REQUIRED TASK – Reproduce every entry below verbatim, keeping each line in its original order.

INPUT DATA –

====

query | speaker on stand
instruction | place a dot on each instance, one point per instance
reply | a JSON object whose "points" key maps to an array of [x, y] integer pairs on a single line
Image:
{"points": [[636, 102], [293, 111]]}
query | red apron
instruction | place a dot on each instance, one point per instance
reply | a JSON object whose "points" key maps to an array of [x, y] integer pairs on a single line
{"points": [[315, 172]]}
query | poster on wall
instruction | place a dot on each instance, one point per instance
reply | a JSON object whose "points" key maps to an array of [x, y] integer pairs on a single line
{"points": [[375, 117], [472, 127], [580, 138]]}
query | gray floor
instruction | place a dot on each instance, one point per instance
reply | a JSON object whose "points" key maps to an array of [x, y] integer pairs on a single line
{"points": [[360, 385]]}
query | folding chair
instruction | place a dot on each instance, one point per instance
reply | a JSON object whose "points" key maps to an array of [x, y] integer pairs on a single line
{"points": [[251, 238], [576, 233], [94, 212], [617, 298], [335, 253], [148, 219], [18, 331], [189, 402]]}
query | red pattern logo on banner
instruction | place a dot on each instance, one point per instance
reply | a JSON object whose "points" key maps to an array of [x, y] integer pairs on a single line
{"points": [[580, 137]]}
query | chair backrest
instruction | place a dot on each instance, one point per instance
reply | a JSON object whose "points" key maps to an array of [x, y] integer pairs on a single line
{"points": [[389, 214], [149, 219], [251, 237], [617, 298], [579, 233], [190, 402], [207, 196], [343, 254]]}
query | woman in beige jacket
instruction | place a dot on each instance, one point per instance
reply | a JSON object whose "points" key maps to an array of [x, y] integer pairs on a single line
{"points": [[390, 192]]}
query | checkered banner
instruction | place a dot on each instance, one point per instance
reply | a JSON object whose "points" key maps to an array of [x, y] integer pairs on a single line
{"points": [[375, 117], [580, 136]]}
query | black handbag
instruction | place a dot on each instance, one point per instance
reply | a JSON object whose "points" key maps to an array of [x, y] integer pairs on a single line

====

RESULT BELOW –
query | speaker on stand
instruction | place a dot on each instance, one point per instance
reply | a JSON object whose "points" key maps to an array of [x, y] integer pairs on a single line
Image:
{"points": [[636, 102], [293, 111]]}
query | red apron
instruction | place a dot on each instance, one point per instance
reply | a JSON object whose "points" key maps to an array of [x, y] integer pairs on a single line
{"points": [[315, 172]]}
query | poster on wall
instruction | place a dot on each instance, one point per instance
reply | a JSON object whose "points" key maps to an array of [x, y] integer pairs on a single line
{"points": [[375, 117], [472, 127], [580, 138]]}
query | gray floor
instruction | place a dot on each instance, one point per instance
reply | a JSON object whose "points" key maps to an array of [x, y] integer pairs on a single line
{"points": [[360, 385]]}
query | folding chair
instruction | place a dot on each instance, one point per instance
reply | a JSON object whose "points" key maps to an array of [x, y] integer pairs on a single line
{"points": [[251, 238], [576, 233], [94, 212], [617, 298], [335, 253], [148, 219], [18, 331], [189, 402]]}
query | red pattern logo on banner
instruction | place a dot on each instance, one point per instance
reply | a JSON object whose "points" key maps to an array of [x, y] integer pairs on a single line
{"points": [[580, 137]]}
query | chair backrest
instruction | place a dot on each instance, one point per instance
reply | a JSON object whose "points" key maps to an array of [x, y] integer pairs on a single line
{"points": [[389, 214], [149, 219], [251, 237], [617, 298], [579, 233], [190, 402], [207, 196], [343, 254]]}
query | woman in beige jacket
instruction | place a dot on each instance, one point per instance
reply | a JSON object whose "points" key maps to an array of [x, y] integer pairs on a single line
{"points": [[390, 192]]}
query | checkered banner
instruction | place a dot on each instance, one point per instance
reply | a JSON object whose "points" key maps to an array of [x, y] integer pairs on a single line
{"points": [[375, 117], [580, 136]]}
query | black handbag
instruction | place a dot on each instance, one point per instance
reply | a JSON object whose "points" key maps to an array of [x, y] integer pairs on a single line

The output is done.